Directions: Count the lines in the material below that contain the string "grass", treating uppercase and lowercase as different. Give only the number.

Material provided:
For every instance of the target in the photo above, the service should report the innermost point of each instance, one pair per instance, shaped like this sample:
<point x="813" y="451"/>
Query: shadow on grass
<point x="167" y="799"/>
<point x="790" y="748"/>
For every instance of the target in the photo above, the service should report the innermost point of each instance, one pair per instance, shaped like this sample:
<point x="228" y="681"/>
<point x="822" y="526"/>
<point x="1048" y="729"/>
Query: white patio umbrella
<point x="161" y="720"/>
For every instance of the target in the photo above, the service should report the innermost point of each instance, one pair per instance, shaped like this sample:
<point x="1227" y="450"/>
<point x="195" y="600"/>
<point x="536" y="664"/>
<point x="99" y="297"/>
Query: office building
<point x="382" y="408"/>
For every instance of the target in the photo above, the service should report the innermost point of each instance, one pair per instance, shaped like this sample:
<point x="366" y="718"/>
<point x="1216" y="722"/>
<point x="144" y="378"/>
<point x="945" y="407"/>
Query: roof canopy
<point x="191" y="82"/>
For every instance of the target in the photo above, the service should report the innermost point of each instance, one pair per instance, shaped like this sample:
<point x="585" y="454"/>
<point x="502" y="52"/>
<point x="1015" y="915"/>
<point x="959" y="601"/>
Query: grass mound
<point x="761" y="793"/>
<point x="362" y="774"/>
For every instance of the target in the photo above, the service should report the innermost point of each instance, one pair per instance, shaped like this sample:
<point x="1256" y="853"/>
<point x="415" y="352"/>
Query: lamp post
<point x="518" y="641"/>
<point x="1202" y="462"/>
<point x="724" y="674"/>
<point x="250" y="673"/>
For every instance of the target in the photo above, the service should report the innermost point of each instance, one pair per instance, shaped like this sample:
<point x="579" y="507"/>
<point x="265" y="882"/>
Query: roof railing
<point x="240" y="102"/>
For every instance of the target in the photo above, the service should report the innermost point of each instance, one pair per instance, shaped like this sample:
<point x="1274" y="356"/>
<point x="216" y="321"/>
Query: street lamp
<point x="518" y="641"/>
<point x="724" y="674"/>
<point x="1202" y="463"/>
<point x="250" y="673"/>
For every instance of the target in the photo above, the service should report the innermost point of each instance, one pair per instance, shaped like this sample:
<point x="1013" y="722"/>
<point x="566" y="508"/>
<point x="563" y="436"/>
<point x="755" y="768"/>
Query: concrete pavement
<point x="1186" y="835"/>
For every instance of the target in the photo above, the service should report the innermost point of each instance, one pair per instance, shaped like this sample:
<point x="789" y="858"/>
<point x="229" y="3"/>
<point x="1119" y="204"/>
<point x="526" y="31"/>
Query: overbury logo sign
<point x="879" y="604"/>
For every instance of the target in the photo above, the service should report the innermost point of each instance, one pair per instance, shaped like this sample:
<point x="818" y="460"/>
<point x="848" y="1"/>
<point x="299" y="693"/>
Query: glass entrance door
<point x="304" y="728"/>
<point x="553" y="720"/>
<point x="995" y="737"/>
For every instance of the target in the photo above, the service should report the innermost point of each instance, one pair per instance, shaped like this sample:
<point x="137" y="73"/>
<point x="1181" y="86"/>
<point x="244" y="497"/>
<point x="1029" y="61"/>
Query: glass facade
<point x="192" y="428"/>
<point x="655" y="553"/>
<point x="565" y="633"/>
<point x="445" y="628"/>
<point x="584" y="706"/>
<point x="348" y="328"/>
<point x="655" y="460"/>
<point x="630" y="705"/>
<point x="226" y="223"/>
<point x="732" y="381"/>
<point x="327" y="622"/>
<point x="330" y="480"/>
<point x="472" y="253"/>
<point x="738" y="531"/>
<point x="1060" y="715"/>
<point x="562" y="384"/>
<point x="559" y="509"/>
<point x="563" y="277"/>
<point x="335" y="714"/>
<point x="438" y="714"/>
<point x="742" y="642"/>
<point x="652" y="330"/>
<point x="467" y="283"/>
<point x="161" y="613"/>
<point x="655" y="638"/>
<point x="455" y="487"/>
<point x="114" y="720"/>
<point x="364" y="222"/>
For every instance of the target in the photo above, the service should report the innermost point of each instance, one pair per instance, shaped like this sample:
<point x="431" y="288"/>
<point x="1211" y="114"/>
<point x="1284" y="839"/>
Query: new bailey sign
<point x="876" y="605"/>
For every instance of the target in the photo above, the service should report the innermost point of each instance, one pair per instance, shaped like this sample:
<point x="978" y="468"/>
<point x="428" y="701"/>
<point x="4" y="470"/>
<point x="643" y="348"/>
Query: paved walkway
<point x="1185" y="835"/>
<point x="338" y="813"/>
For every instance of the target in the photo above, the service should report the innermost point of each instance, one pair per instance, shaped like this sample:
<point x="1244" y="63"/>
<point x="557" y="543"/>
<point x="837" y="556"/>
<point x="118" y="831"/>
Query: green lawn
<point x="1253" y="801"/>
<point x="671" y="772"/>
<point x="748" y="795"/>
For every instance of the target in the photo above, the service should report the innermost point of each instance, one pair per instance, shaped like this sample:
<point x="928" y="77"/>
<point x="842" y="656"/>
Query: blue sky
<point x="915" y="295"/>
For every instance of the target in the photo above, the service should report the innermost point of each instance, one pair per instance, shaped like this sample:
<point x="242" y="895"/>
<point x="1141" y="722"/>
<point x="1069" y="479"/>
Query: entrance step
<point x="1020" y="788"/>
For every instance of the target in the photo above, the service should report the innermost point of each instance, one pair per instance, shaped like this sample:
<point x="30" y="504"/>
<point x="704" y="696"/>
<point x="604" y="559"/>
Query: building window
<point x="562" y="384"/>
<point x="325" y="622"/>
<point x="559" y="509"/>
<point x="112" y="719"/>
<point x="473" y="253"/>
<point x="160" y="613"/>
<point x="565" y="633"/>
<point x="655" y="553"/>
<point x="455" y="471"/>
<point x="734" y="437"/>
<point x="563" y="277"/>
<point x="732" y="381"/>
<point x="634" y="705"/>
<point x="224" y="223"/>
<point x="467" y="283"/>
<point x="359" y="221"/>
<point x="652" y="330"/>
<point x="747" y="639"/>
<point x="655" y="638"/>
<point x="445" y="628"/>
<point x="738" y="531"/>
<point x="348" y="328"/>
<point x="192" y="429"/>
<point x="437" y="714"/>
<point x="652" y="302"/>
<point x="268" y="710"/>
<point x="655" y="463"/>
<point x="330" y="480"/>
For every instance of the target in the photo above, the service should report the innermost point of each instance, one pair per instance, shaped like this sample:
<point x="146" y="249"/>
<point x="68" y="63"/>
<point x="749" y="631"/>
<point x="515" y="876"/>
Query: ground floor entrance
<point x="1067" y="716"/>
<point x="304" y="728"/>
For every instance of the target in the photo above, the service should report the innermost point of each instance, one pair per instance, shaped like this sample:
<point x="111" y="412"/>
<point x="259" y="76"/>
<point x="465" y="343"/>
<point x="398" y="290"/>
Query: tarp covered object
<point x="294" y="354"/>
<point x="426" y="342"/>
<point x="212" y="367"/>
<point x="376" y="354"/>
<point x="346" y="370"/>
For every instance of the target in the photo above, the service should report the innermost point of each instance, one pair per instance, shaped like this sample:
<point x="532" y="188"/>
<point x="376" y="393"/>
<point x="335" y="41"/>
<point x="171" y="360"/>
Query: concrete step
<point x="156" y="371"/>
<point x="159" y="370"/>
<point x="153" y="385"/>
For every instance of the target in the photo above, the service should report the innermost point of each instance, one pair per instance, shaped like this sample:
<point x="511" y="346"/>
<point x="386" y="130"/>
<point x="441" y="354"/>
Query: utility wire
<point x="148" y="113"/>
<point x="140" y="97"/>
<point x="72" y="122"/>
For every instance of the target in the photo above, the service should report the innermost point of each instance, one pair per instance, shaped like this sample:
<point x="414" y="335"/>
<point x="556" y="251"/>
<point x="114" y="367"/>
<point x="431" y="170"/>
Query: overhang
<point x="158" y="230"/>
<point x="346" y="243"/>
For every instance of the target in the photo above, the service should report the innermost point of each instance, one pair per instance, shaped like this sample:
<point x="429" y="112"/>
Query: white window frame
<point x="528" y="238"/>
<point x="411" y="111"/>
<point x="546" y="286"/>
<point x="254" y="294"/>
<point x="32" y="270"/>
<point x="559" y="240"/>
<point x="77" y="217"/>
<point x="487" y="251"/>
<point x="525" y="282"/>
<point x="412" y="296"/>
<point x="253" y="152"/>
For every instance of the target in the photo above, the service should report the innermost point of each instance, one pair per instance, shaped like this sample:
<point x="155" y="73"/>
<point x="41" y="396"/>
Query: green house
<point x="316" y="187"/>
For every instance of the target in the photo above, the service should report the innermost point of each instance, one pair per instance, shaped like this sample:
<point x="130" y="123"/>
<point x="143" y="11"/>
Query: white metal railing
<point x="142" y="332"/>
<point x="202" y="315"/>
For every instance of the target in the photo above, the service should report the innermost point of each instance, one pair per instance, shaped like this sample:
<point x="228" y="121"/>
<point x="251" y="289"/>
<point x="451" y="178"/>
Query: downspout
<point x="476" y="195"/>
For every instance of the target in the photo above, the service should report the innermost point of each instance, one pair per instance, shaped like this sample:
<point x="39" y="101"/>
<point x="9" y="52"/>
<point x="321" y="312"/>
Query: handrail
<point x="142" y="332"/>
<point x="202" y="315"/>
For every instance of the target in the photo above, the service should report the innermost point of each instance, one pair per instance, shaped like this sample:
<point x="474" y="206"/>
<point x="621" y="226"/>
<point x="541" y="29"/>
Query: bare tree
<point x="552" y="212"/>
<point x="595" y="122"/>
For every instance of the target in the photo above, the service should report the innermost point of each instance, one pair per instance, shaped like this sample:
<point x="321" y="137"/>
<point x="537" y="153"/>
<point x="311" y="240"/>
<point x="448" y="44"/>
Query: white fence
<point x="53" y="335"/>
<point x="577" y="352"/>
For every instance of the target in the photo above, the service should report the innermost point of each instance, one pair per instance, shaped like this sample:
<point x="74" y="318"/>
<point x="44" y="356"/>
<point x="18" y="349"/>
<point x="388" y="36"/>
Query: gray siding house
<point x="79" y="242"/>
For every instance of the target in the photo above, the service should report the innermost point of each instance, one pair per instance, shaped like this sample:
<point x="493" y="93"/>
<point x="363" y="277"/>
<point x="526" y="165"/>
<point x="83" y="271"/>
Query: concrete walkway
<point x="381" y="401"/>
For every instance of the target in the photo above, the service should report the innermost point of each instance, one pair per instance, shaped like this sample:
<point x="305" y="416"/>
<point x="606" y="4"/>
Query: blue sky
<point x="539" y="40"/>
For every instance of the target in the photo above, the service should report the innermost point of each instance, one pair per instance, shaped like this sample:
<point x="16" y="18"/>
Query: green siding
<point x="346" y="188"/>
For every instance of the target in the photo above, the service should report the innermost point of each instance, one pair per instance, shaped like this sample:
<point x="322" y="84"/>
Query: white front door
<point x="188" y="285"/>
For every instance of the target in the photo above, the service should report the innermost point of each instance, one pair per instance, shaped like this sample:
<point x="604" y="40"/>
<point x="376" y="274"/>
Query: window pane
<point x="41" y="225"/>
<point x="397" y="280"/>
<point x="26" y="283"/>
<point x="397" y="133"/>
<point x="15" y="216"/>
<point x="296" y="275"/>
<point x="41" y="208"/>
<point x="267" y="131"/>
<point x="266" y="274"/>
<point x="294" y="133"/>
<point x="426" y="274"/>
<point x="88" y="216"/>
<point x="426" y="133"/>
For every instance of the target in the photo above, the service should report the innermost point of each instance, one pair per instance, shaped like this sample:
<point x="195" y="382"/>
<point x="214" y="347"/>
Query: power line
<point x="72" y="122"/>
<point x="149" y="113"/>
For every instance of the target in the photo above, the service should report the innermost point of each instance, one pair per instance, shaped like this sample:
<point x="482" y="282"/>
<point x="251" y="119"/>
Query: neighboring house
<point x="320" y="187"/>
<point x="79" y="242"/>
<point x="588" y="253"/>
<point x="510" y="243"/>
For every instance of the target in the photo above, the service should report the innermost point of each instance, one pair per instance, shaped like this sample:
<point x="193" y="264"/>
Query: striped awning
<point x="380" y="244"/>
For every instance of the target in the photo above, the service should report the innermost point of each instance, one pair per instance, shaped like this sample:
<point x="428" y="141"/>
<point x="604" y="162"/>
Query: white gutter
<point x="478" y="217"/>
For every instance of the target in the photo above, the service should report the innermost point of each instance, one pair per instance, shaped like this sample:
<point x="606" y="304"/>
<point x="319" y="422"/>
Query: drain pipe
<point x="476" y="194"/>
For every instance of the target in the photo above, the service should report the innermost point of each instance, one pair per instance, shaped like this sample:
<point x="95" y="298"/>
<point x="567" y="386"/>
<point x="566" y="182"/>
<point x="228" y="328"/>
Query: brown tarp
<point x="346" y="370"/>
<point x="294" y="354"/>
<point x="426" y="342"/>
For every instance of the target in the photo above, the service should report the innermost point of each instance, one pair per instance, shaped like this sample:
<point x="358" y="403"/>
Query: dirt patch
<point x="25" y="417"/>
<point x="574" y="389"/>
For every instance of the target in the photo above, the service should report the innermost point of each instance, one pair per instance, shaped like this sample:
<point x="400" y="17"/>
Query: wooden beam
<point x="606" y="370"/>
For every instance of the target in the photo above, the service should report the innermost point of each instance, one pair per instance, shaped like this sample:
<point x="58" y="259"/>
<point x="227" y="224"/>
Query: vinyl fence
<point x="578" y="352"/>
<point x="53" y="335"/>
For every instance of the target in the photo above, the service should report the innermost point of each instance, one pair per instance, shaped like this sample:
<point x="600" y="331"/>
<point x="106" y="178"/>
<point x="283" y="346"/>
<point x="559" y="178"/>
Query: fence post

Full solution: 2